**Required action**. A word-for-word transcription of the records is required.

--- Data records Enclosed Below ---

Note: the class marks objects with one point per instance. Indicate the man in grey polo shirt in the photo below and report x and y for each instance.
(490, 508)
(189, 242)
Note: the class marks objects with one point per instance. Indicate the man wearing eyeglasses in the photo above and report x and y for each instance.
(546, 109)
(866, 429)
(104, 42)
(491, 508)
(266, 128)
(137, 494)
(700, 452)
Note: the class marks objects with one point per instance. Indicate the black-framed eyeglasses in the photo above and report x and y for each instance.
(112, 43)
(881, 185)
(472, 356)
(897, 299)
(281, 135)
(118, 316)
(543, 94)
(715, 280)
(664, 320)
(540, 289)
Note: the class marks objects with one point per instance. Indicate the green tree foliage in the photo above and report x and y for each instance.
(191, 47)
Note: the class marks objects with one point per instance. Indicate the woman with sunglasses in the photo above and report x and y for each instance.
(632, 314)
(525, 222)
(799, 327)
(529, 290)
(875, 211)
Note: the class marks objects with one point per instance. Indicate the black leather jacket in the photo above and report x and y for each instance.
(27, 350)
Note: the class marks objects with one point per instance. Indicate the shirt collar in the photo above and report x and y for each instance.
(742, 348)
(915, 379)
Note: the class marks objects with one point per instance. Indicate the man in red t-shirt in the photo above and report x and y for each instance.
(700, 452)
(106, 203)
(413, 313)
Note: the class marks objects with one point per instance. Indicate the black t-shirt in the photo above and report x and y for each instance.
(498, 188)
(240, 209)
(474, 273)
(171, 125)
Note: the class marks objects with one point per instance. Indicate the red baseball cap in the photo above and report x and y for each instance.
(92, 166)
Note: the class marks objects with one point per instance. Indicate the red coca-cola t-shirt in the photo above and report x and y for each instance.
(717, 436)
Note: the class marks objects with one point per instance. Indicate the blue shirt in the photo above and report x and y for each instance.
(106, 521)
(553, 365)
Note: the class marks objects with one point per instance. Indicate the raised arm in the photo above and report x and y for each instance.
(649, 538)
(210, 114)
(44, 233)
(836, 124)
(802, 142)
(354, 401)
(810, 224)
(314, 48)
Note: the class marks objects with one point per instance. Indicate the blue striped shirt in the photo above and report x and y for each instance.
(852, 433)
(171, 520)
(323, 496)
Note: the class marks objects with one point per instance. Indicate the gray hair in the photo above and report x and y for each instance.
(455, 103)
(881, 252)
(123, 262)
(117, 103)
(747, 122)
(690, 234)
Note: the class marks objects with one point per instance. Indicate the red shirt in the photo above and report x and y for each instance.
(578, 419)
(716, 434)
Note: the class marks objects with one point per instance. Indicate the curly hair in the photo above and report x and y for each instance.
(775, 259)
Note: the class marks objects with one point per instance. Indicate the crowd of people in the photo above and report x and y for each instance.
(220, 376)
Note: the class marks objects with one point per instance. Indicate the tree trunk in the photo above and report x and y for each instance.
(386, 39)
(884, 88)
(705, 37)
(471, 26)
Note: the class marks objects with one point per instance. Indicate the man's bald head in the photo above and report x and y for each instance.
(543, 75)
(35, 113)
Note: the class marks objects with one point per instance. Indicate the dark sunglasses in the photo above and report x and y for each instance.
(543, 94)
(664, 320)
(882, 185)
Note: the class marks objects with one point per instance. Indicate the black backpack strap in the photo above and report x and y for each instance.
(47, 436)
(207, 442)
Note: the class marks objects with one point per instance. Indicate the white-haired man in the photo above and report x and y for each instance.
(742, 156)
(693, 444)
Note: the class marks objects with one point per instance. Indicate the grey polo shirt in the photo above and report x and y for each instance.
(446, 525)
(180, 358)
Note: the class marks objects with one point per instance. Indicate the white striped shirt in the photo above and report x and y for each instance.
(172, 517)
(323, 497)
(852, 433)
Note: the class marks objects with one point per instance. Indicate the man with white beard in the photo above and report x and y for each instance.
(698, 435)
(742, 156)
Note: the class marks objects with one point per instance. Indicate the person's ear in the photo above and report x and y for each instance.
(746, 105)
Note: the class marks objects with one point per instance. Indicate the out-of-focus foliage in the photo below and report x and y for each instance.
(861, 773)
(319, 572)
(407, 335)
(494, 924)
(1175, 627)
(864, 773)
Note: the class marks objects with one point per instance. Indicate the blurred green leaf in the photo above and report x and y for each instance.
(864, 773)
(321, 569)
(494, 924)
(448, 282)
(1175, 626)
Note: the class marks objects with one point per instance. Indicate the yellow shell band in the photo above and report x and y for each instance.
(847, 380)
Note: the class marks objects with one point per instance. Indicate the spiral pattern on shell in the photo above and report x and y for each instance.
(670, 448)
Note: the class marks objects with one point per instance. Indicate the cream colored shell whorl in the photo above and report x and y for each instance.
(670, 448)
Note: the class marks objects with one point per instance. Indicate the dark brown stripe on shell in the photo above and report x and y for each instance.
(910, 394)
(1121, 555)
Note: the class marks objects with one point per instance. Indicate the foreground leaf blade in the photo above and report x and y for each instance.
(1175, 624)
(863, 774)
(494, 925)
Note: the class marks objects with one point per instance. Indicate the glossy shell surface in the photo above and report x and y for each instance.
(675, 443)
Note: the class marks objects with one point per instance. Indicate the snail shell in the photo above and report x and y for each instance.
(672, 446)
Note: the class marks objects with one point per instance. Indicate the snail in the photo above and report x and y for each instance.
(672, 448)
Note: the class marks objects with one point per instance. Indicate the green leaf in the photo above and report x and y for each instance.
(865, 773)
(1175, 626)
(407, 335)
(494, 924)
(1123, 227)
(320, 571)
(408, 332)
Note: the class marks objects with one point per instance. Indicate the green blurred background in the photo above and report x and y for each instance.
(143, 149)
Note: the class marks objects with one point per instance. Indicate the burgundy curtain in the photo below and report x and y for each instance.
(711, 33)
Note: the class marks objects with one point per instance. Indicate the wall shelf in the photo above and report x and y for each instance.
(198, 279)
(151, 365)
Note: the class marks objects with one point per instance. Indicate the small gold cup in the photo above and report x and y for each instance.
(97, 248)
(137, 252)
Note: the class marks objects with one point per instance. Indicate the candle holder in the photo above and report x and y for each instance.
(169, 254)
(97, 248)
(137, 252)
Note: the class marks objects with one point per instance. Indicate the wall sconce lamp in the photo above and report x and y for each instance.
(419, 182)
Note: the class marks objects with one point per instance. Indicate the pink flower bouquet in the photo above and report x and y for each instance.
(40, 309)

--- End of Enclosed Data records ---

**Solution to the problem**.
Note: the class marks objects with one point per instance. Indicate the man in grey polo shirt in the photo below and report x and y for each instance.
(490, 508)
(189, 242)
Note: the class marks objects with one point per instance. Indicate the man wearing eyeglasses in the photo above and report x and y for each instance.
(546, 109)
(866, 429)
(104, 42)
(491, 508)
(266, 128)
(137, 494)
(700, 452)
Note: the class marks objects with one point per instance. Indicate the black-framed eyeglasses in the photo above and report x and y for each instance.
(112, 43)
(881, 185)
(472, 356)
(897, 299)
(281, 135)
(118, 316)
(543, 94)
(715, 280)
(664, 320)
(540, 289)
Note: the class marks objects with one point per instance. Indicate the green tree foliage in the photo above and report x and y for each instance.
(191, 47)
Note: the class marks objects with one point per instance. Indicate the woman with sunglasses in the photo above and report x and y for each instance.
(632, 314)
(525, 222)
(799, 327)
(529, 290)
(875, 211)
Note: the class marks objects with one point per instance. Indicate the black leather jacket in the photo above and report x and y for each instance.
(27, 350)
Note: the class marks objects with one point per instance. Indicate the shirt collar in the photo above and report x and y for each instance.
(742, 348)
(915, 379)
Note: the class marks objects with one point per instance. Indicate the man in red t-shirt in the photo above and report x and y for each instance.
(700, 452)
(106, 203)
(413, 313)
Note: the class marks objects with one point per instance. Indicate the black t-shirt in the photo above and report x and y for each instance.
(498, 188)
(240, 209)
(474, 273)
(171, 125)
Note: the class marks objects with one point per instance. Indicate the red baseball cap in the photo above and report x and y for each instance.
(92, 166)
Note: the class marks objects with one point per instance. Indicate the red coca-cola t-shirt in the photo above and report x and y for each instance.
(717, 436)
Note: the class marks objects with one point per instance. Indicate the blue shirt in the photo above and report x and y for each instance.
(106, 521)
(553, 365)
Note: the class marks objects with one point per instance. Indicate the raised arm in the photo above and report x and y for each instance.
(649, 538)
(210, 114)
(44, 233)
(836, 124)
(802, 142)
(354, 401)
(810, 224)
(314, 48)
Note: the class marks objects with one point per instance. Indicate the blue striped shirt in the photo above and report x and y for each instance.
(852, 433)
(171, 520)
(323, 496)
Note: the class marks objects with one point per instance. Indicate the gray hair in the photo above and report x and y for each instance.
(455, 103)
(881, 252)
(123, 262)
(117, 103)
(747, 122)
(690, 234)
Note: the class marks objects with one point per instance. Indicate the red shirt in the photo above and report x and y for each instance.
(578, 419)
(716, 434)
Note: the class marks objects with one point per instance. Indicate the curly hair in the photo above and report x and y for each instance.
(775, 259)
Note: the class marks objects with one point per instance. Indicate the crowd of people in the photo above and report x and y for each instance.
(220, 376)
Note: the class marks objects with one point per instance. Indicate the tree trunk in the photo above and report x and y for each instance.
(386, 39)
(884, 88)
(705, 37)
(471, 26)
Note: the class marks objects with one point per instance. Indicate the man's bald head in the photo above and report x and y for each instance.
(543, 75)
(35, 113)
Note: the class marks objects with one point per instance. Indicate the dark sunglasses in the photo above and report x and y for each instance.
(543, 94)
(664, 320)
(882, 185)
Note: the class marks objects with one point per instance. Indicate the black backpack strap in the photo above and report x and y for each instance.
(47, 436)
(207, 442)
Note: the class marks objects with one point per instance. Indicate the white-haired man in the photo above and report x and y for each instance.
(742, 156)
(693, 444)
Note: the class marks objects with one point per instance. Indicate the grey polo shirt in the photo above and report x and y for each instance.
(446, 525)
(180, 358)
Note: the class marks objects with one point per instance. Indicate the white striped shirt in the photo above and report x and y for each instance.
(172, 517)
(323, 497)
(852, 433)
Note: the class marks objects with one point per instance. Indicate the man with white beard in the photo above and report x and y for each instance.
(698, 435)
(742, 156)
Note: the class marks objects with one point per instance. Indicate the person's ear in the photo above and report x and y for each instance.
(746, 105)
Note: the class marks objects with one point per instance. Indicate the out-of-focus foliage in the photo below and report x and y for each instance.
(861, 773)
(319, 572)
(407, 335)
(494, 924)
(1175, 627)
(864, 773)
Note: the class marks objects with one point per instance. Indicate the blurred green leaf in the photo above and report x and y for each instance.
(864, 773)
(321, 569)
(494, 924)
(448, 282)
(1175, 626)
Note: the class marks objects with one point per instance. Indicate the yellow shell band in the photo above and report x and y for each instance.
(847, 380)
Note: the class marks objects with one point per instance. Indicate the spiral pattern on shell in the photo above and report x and y for each instance.
(670, 448)
Note: the class marks objects with one point per instance. Indicate the cream colored shell whorl in the photo above and report x and y for each instance.
(670, 448)
Note: the class marks objects with one point per instance. Indicate the dark brown stripe on shell in the photo above and report x and y for each instance.
(910, 394)
(1121, 555)
Note: the class marks objects with one point per instance. Indicate the foreground leaf blade in the photo above and report x and y for each instance.
(1175, 624)
(863, 774)
(494, 925)
Note: the class marks objects with one point per instance. Indicate the glossy shell surface in the photo above and report x and y for each instance.
(675, 443)
Note: the class marks objects with one point per instance. Indicate the snail shell in the photo above and report x and y for each instance.
(672, 446)
Note: the class marks objects with one point per instance. Indicate the snail in the photo above and report x and y for each instance.
(672, 448)
Note: the class marks objects with one point per instance. Indicate the green leaf in the photo above and report x and y for each instance.
(865, 773)
(1175, 626)
(407, 335)
(494, 924)
(1123, 227)
(320, 571)
(408, 332)
Note: the class marks objects with one point per instance. Indicate the green blurred background in the photo above and report x and y for each instance.
(143, 149)
Note: the class marks objects with one point per instance. Indicate the burgundy curtain in the photo below and report x and y for each instance.
(711, 33)
Note: the class marks objects with one point per instance. Indicate the wall shelf in the photo above and report x and y for each instance.
(198, 279)
(151, 365)
Note: the class marks objects with one point per instance. Indicate the small gold cup in the photo above and report x and y for each instance.
(97, 248)
(137, 252)
Note: the class marks objects with one point per instance. Indicate the candle holder in the photo above and report x and y for each instance.
(169, 254)
(97, 248)
(137, 252)
Note: the class marks objects with one point per instance. Indicate the wall sconce lamp in the photo above and report x and y for each instance.
(419, 182)
Note: the class marks objects with one point per instance. Indicate the pink flower bouquet in the photo above and report x and y for each instance.
(40, 309)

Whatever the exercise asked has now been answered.